Start of Selected extract
From the interaction among education, employment, and earnings nationally, the median wages of those without a high-school diploma come in at less than $11,000 a year. They are less likely to work full time year-round, according to a Census Bureau study released last week.

For Eric Johnson, making a living has been hard.

Johnson, 33, dropped out after 11th grade, drawn to his friends and fast money on the streets. He later worked meager jobs in fast-food, security, and construction, hamstrung without a diploma.

Johnson, father of a 6-year-old daughter, still lives with his mother in Southwest Philadelphia.

"I can't get the necessary jobs that I need to provide for my family," said Johnson. He applied for about 20 jobs in the last year without success.

"They ask me if I have a diploma, and I just tell them, 'No.' And that ends the conversation."

Johnson has been taking adult-basic-education classes at the National Comprehensive Center for Fathers. He wants to get his GED and become an electrician "for my family, my daughter, for myself. I want to make sure my daughter gets what I didn't get."

So far, writing has been his nemesis. He did not pass the GED exam last year, undone by punctuation and spelling, but has returned for refresher classes.
End of Selected extract
Start of Study material
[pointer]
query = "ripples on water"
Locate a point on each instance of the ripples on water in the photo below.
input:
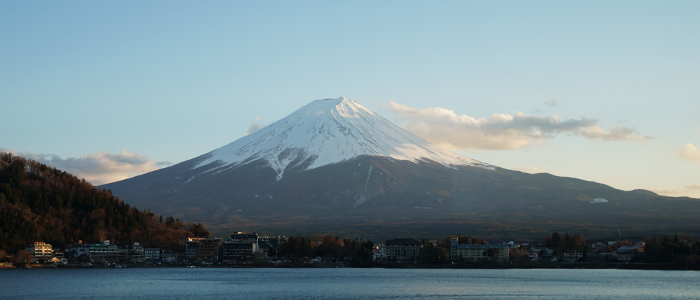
(343, 283)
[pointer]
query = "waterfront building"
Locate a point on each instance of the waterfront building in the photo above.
(379, 252)
(152, 254)
(136, 253)
(208, 250)
(473, 252)
(240, 247)
(191, 248)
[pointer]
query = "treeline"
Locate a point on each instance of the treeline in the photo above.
(326, 245)
(42, 203)
(664, 249)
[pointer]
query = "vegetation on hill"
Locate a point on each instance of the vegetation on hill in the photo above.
(41, 203)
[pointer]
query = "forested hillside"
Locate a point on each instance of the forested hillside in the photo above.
(41, 203)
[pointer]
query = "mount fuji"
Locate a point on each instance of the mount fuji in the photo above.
(333, 165)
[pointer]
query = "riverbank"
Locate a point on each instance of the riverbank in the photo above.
(484, 265)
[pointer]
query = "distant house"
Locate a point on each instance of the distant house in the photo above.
(533, 256)
(627, 253)
(152, 254)
(379, 252)
(208, 250)
(191, 248)
(241, 247)
(573, 256)
(136, 252)
(474, 252)
(402, 250)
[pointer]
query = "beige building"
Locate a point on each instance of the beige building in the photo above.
(40, 250)
(402, 250)
(473, 252)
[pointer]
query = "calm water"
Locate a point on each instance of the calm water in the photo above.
(345, 283)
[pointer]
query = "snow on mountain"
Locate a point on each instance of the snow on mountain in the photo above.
(330, 131)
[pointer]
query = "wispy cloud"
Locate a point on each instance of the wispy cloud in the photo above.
(531, 170)
(255, 126)
(689, 153)
(551, 102)
(98, 168)
(501, 131)
(692, 190)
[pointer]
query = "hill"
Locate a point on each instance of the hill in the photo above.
(335, 167)
(40, 203)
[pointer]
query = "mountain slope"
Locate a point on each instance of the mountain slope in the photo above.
(40, 203)
(325, 132)
(335, 164)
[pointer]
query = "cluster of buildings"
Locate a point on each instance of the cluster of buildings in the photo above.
(240, 247)
(408, 250)
(102, 252)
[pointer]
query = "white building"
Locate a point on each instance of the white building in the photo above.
(40, 250)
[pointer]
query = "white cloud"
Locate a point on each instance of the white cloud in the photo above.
(531, 170)
(98, 168)
(689, 153)
(551, 102)
(692, 190)
(255, 126)
(500, 131)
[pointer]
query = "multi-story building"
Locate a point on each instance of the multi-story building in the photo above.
(379, 252)
(473, 252)
(166, 255)
(191, 248)
(123, 254)
(136, 253)
(208, 250)
(402, 250)
(152, 254)
(240, 247)
(40, 250)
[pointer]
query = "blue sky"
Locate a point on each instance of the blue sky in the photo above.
(110, 89)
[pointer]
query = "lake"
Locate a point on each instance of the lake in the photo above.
(346, 283)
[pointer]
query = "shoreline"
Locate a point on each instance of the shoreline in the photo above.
(482, 266)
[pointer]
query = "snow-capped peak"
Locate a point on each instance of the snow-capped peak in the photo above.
(330, 131)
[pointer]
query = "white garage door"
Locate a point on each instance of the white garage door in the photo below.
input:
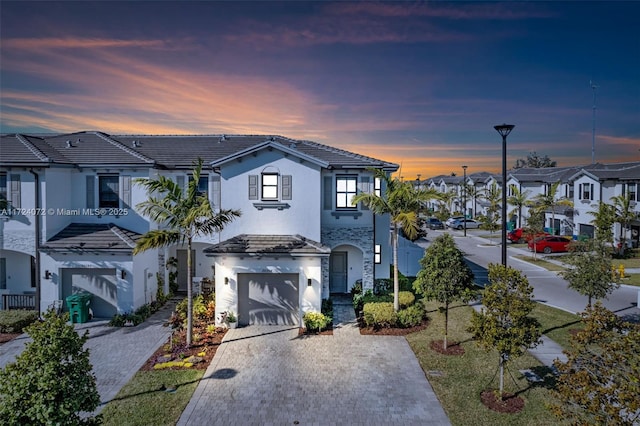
(100, 282)
(268, 299)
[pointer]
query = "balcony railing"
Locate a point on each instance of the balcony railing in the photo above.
(18, 301)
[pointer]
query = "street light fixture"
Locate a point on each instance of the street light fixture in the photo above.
(504, 130)
(464, 198)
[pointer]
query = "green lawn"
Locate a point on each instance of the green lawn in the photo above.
(462, 378)
(143, 401)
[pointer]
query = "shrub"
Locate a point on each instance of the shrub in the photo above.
(406, 299)
(16, 321)
(411, 316)
(379, 314)
(315, 320)
(51, 381)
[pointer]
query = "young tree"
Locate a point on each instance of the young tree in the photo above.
(444, 276)
(599, 382)
(182, 215)
(535, 161)
(518, 200)
(591, 274)
(549, 202)
(504, 322)
(401, 201)
(51, 381)
(624, 214)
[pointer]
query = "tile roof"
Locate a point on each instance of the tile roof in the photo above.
(269, 245)
(179, 151)
(92, 237)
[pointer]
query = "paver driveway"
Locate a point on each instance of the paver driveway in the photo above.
(269, 375)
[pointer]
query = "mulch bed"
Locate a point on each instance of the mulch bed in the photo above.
(6, 337)
(207, 343)
(453, 348)
(508, 404)
(391, 331)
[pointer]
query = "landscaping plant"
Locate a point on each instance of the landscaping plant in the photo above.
(51, 381)
(600, 382)
(504, 323)
(444, 276)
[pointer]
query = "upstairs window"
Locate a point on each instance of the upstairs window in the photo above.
(586, 191)
(203, 185)
(269, 186)
(346, 189)
(108, 191)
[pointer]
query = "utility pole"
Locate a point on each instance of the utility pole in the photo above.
(593, 132)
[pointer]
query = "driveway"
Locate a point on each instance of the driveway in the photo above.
(270, 375)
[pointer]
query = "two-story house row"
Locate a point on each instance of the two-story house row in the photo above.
(71, 222)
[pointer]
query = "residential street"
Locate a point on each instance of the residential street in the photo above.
(549, 288)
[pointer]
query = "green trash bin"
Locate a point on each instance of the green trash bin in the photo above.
(78, 305)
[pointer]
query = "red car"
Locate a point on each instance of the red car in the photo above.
(517, 236)
(550, 244)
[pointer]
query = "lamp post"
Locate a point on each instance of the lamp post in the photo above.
(464, 198)
(504, 130)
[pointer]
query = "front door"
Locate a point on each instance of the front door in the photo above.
(338, 272)
(181, 255)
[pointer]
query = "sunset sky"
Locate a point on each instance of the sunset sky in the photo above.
(418, 83)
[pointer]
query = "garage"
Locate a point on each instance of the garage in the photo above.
(268, 299)
(100, 282)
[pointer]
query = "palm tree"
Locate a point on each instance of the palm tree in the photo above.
(185, 215)
(401, 201)
(624, 214)
(518, 200)
(550, 201)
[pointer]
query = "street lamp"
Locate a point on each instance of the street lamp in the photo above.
(464, 198)
(504, 130)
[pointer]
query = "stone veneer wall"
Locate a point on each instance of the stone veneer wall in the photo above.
(362, 238)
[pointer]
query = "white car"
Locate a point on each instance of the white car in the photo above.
(459, 224)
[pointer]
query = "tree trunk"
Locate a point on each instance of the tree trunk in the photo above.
(189, 294)
(446, 325)
(396, 284)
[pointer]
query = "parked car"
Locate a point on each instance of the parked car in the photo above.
(550, 244)
(518, 236)
(434, 223)
(452, 219)
(459, 224)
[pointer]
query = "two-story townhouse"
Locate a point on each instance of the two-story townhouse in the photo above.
(600, 183)
(299, 238)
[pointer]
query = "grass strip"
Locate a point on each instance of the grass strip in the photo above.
(145, 400)
(459, 380)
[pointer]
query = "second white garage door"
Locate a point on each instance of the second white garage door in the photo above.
(268, 299)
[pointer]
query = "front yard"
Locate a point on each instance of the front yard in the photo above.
(459, 380)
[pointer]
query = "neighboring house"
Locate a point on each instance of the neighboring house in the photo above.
(584, 185)
(298, 240)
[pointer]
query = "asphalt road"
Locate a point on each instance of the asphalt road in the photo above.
(549, 288)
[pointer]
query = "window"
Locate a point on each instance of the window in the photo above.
(108, 191)
(586, 191)
(203, 185)
(3, 190)
(632, 190)
(345, 191)
(269, 186)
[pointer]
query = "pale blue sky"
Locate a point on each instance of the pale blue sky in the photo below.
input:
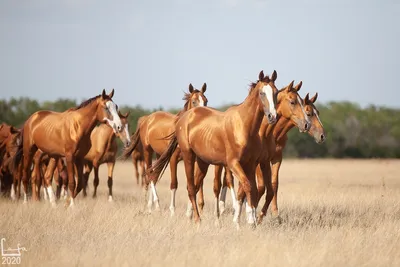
(149, 51)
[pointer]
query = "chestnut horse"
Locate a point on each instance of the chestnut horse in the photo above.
(290, 108)
(151, 132)
(208, 136)
(65, 134)
(316, 131)
(8, 147)
(104, 150)
(138, 162)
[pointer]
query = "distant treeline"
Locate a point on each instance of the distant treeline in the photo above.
(351, 131)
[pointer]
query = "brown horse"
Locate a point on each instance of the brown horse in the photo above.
(151, 132)
(138, 162)
(280, 136)
(289, 108)
(104, 150)
(65, 134)
(8, 147)
(208, 136)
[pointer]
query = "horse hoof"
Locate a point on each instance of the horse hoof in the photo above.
(172, 211)
(277, 219)
(253, 226)
(237, 226)
(189, 214)
(217, 223)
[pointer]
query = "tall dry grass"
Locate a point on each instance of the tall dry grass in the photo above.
(335, 213)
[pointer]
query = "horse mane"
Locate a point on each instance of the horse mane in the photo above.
(186, 97)
(85, 103)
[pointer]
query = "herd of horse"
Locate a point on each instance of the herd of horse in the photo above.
(245, 141)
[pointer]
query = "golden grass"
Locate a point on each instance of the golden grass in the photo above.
(335, 213)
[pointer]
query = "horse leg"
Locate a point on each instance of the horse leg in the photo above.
(200, 193)
(154, 192)
(229, 183)
(222, 194)
(96, 179)
(247, 186)
(173, 164)
(276, 165)
(36, 177)
(266, 177)
(69, 158)
(48, 178)
(16, 189)
(200, 171)
(135, 166)
(28, 153)
(79, 174)
(142, 167)
(43, 168)
(110, 166)
(261, 179)
(148, 153)
(189, 160)
(88, 166)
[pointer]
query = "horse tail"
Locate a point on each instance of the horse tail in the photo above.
(135, 140)
(17, 158)
(157, 170)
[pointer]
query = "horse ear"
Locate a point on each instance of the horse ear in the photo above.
(261, 75)
(298, 86)
(314, 98)
(111, 94)
(289, 88)
(274, 76)
(307, 98)
(204, 88)
(13, 130)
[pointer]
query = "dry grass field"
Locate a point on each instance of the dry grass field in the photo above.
(335, 213)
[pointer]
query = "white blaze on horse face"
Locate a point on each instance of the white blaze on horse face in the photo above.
(201, 101)
(115, 122)
(128, 138)
(316, 114)
(267, 89)
(302, 108)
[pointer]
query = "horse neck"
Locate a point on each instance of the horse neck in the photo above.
(89, 115)
(251, 112)
(185, 108)
(282, 132)
(268, 129)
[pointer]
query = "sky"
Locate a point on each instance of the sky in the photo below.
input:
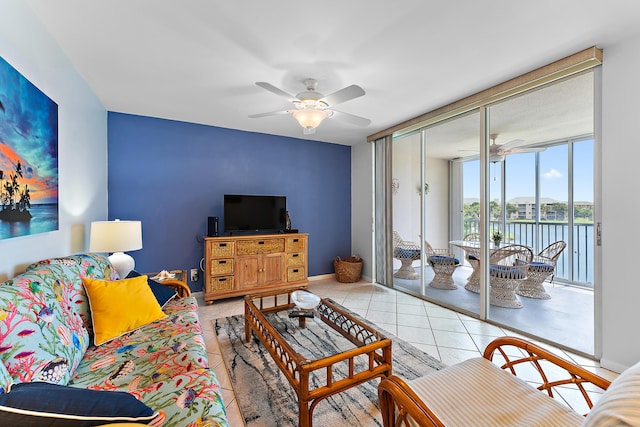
(28, 134)
(520, 172)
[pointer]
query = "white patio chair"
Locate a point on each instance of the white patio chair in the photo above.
(542, 266)
(406, 252)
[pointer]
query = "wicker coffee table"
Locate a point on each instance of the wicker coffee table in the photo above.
(316, 374)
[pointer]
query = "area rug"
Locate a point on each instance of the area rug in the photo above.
(265, 397)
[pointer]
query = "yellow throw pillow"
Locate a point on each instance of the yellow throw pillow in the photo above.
(120, 306)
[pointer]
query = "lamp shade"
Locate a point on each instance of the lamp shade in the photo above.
(115, 236)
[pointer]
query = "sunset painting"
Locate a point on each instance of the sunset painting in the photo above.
(28, 157)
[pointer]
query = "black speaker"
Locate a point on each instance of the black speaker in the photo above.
(212, 230)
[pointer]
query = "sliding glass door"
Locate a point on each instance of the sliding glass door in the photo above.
(530, 184)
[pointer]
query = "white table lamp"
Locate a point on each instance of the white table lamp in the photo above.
(117, 237)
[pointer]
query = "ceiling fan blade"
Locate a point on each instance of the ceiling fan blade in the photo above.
(511, 144)
(527, 150)
(271, 113)
(271, 88)
(346, 94)
(350, 118)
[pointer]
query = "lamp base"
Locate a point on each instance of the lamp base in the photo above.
(122, 263)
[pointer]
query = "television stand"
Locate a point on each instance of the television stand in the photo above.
(243, 264)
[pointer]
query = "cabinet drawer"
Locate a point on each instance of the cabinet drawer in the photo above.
(295, 273)
(222, 283)
(221, 266)
(262, 246)
(222, 249)
(295, 244)
(294, 259)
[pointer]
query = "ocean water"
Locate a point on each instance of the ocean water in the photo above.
(45, 218)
End of Study material
§ **Your objective**: Copy out the passage about Eric Johnson and earnings without a diploma, word for word from start to finish.

§ **Response to the exercise**:
From the interaction among education, employment, and earnings nationally, the median wages of those without a high-school diploma come in at less than $11,000 a year. They are less likely to work full time year-round, according to a Census Bureau study released last week.

For Eric Johnson, making a living has been hard.

Johnson, 33, dropped out after 11th grade, drawn to his friends and fast money on the streets. He later worked meager jobs in fast-food, security, and construction, hamstrung without a diploma.

Johnson, father of a 6-year-old daughter, still lives with his mother in Southwest Philadelphia.

"I can't get the necessary jobs that I need to provide for my family," said Johnson. He applied for about 20 jobs in the last year without success.

"They ask me if I have a diploma, and I just tell them, 'No.' And that ends the conversation."

Johnson has been taking adult-basic-education classes at the National Comprehensive Center for Fathers. He wants to get his GED and become an electrician "for my family, my daughter, for myself. I want to make sure my daughter gets what I didn't get."

So far, writing has been his nemesis. He did not pass the GED exam last year, undone by punctuation and spelling, but has returned for refresher classes.